:: 演習問題 ::
**a)** 台中メトロ事故の記事によれば、落下したクレーンのアーム部分は線路をふさぐまでに何に接触し、または何を突き破ったか。記事に出てくる順にすべて挙げてください。
**b)** 台中メトロ事故の記事の最後の文に続けて、記事を書き継いでください。

:: 本文抜粋 ::
---------------
【台湾ニュース】台中メトロ、クレーン落下で10人の死傷者

0
クレーンと衝突した車両(写真:中央社)

台湾台中市で5月10日、工事中の建物の屋上に設置されていたクレーンのアーム部分が台中メトロの線路上に落下し、走行中の列車がこれに衝突。乗客の女性1人が死亡し、このほか乗客9人もけがで病院に搬送された。建築法や職業安全衛生法に違反したため当局は処罰を発し、事件化した。

 事件の建物は31階建て。当時はクレーンの撤去作業が行われており、落下したアーム部分は建物の1階部分にあるアーチや地上に止まっていたクレーン車に接触した後、台中メトロの防音壁を突き破って線路をふさいだとみられる。

台中メトロによる記者会見(写真:中央社)

 一方、台中メトロの列車にはオートパイロットシステムが導入されているが、そのまま駅を出発し、加速をしている最中で線路上のクレーンにぶつかったという。反応時間が足りなかったと見られ、メトロ側は報道陣に対し「駅員がすぐ報告して列車の運転中止を要求したが間に合わなかった」と説明した。

 台中市消防局の関係者は「亡くなった女性の乗客はクレーンと衝突した弾みで外に投げ出された」と語った。なお、けがをした9人のうちカナダ人男性が含まれていたことが確認された。
---------------
:: 提示記録 ::
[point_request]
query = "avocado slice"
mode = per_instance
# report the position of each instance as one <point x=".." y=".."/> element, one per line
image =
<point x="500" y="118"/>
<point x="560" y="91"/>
---------------
:: 各問の解答 ::
**a)** 建物の1階部分にあるアーチ、地上に止まっていたクレーン車、台中メトロの防音壁

**b)**
盧秀燕台中市長が傷者にお見舞い(写真:中央社)

 この事故を受けて台中市の王育敏副市長は「事故があった建物の工事を即時停止した」と説明。同市都市発展局の李正偉局長は「建築法に違反したとして工事の申請者や請負業者、監督者などに対して総額27万NTD(約119万円)の過料を科す」と発表。台湾労働部の関係者も、職業安全衛生法に違反したとして30万NTD(約132万円)の過料を科す方針を決めた。  

台中メトロは2021年4月25日に開業。現在は台湾新幹線とつなぐメトロ高鐵台中駅から北屯総站駅までのグリーンラインを運営しているほか、ブルーラインと空港ラインの建設も検討している。